### SOURCE EXTRACT

Saturday, September 24, 2011

Depressing for even more than the obvious reasons

In a pre-season NHL hockey game in London (Ontario) on Thursday night, an unknown fan threw a banana on to the ice. Predictably, it was when one of the few black players in the NHL was also on the ice. And everyone is outraged, which certainly sounds good enough.

Here's the thing, though. There are all sorts of quotes from players of color and suits who say that London isn't a racist place and that this is a wholly isolated incident. (Because, the logic goes, if other black/brown players haven't felt/seen it, then it must not exist, right? In spite of the fact that racialized celebrities more easily "pass" as if they were white?) And then the article that I linked to provides a list of other explicitly racist, and ostensibly isolated, incidents in hockey games. And they note that in spite of everyone's outrage, no one has been able (willing?) to identify the fan who threw the banana.

### DATA EXTRACT

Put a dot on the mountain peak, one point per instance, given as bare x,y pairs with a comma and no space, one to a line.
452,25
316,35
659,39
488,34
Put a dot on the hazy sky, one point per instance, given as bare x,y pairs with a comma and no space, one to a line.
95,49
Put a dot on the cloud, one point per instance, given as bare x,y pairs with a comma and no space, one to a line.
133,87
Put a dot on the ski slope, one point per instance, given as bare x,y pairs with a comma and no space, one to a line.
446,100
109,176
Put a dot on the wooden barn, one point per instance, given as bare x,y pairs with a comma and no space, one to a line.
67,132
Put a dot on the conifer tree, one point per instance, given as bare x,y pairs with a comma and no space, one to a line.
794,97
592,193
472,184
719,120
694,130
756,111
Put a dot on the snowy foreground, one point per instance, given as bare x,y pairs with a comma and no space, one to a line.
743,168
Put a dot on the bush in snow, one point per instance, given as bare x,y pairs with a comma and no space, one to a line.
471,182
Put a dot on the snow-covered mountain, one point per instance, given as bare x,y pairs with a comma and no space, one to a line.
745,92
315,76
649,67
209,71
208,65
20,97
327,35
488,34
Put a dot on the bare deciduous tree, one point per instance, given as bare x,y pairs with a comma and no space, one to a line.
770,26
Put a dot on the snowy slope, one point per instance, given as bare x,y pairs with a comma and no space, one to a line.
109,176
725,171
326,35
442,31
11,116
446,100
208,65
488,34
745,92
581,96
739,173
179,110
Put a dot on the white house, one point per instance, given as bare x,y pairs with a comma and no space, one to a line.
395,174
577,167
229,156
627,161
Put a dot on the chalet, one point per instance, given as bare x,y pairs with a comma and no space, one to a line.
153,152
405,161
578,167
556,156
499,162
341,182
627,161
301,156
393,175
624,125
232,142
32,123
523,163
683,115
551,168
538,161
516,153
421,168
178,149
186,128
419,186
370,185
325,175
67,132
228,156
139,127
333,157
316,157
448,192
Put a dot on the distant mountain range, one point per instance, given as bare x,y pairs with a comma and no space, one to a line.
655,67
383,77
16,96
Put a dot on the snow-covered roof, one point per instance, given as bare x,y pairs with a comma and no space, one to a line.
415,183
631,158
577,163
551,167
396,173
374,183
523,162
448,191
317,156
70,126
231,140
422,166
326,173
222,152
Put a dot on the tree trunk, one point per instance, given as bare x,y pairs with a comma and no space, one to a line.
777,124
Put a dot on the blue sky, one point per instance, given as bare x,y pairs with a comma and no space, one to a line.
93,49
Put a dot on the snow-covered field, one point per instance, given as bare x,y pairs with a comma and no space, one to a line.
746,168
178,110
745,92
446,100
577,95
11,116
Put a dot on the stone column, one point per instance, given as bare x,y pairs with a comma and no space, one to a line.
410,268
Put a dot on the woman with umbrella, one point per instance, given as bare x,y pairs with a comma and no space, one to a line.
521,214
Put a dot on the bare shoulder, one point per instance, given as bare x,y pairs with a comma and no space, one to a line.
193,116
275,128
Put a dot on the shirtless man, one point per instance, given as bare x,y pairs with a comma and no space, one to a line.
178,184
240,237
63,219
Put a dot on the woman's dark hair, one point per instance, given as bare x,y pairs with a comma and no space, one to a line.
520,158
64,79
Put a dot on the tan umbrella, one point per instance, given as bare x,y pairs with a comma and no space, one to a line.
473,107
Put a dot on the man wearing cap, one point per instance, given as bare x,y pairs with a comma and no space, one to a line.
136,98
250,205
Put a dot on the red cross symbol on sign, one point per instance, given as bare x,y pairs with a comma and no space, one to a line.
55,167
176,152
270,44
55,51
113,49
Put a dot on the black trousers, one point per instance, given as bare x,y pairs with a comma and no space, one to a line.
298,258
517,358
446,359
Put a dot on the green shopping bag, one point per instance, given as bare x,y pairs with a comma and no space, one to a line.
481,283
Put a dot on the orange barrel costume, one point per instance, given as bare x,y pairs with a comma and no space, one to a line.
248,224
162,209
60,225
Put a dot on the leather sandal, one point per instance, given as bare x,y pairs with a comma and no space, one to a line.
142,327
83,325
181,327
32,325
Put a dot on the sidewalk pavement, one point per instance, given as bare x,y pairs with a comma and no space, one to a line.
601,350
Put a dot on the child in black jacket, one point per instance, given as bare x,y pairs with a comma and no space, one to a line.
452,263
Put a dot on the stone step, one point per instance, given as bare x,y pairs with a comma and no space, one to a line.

### EXERCISE SET
**A)** Show every line of the listing that contains the word "slope".
**B)** Give what comes next in the blog post about the banana thrown onto the ice at the London hockey game, starting right after its last sentence.
The blog post about the banana thrown at the hockey game has nothing to do with the listing.

### RESPONSE LIST
**A)**
Put a dot on the ski slope, one point per instance, given as bare x,y pairs with a comma and no space, one to a line.
Put a dot on the snowy slope, one point per instance, given as bare x,y pairs with a comma and no space, one to a line.

**B)**
So, I'm not the only person who sees a disconnect, here, right? It's isolated, but it happens with some regularity; it's not indicative of some racist sensibility among people in the city, and yet no one has helped identify the banana-thrower. Stuff like this seems like such an obvious launching-pad - a "teachable moment", as it were - for a discussion of systemic racism and how events like these are linked, and how indifference to racist acts is itself an act of racism. But, somehow, I imagine that every time this happens in the future, it'll be just as shocking, surprising, and isolated.

1 comment:

Anonymous said...

I am also sure that the landowner in Hyde Park, just outside of London, that created a crop-circle swastika symbol* large enough to be seen on googlemaps satellite is just the victim of an ill humoured attempt at sarcasm too - since racism is not a problem in London, Ontario.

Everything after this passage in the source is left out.